THE PROBLEM: Repeat every one of the items below word for word, leaving out the pictures.

Stored records
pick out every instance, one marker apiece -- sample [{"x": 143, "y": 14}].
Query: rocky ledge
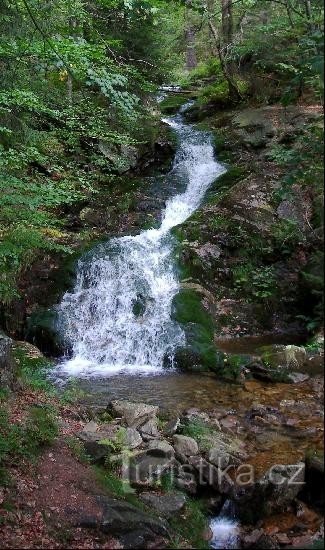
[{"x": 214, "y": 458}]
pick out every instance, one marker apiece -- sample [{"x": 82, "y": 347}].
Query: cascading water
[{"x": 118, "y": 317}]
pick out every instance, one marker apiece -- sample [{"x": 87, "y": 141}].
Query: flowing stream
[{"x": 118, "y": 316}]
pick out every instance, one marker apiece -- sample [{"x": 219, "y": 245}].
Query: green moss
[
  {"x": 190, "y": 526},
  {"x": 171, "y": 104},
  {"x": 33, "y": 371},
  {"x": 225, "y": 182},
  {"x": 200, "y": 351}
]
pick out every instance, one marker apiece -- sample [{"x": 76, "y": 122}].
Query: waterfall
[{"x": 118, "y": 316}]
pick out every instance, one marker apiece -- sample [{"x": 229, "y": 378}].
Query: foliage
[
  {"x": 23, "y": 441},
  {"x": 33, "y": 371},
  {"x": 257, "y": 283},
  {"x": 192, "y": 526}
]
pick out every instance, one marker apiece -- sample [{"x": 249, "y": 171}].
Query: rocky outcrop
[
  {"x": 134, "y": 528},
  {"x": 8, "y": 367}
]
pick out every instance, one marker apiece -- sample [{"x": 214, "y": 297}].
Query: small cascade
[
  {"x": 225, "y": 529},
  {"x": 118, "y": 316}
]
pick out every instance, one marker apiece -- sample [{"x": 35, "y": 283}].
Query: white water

SOLUTION FOR THIS TASK:
pick out every instance, one marker apiece -- sample [{"x": 143, "y": 14}].
Query: rocky ledge
[{"x": 214, "y": 458}]
pick out every instance, one marker apiece -- sample [{"x": 82, "y": 347}].
Query: cascading water
[{"x": 118, "y": 317}]
pick out every instance, one marker apiece -- sample [{"x": 87, "y": 141}].
Query: flowing stream
[{"x": 118, "y": 316}]
pick out every instance, one marker apiece -- sample [{"x": 219, "y": 245}].
Query: green moss
[
  {"x": 190, "y": 526},
  {"x": 171, "y": 104},
  {"x": 33, "y": 371},
  {"x": 225, "y": 182},
  {"x": 200, "y": 351}
]
pick out every instance, one marker apiece -- sample [{"x": 76, "y": 122}].
Query: waterfall
[{"x": 118, "y": 316}]
pick out every instance, one marker apiece -- sample [{"x": 229, "y": 378}].
Query: foliage
[
  {"x": 23, "y": 441},
  {"x": 33, "y": 371},
  {"x": 257, "y": 283},
  {"x": 192, "y": 526}
]
pick out every instance, one marker apiece -- sample [{"x": 249, "y": 171}].
Query: rocky outcrop
[
  {"x": 134, "y": 528},
  {"x": 8, "y": 367}
]
pick out every instance, one marker apiece -- sample [{"x": 214, "y": 297}].
Query: small cascade
[
  {"x": 225, "y": 529},
  {"x": 118, "y": 316}
]
pick out every instance, one marker apiece -- sample [{"x": 35, "y": 283}].
Query: white water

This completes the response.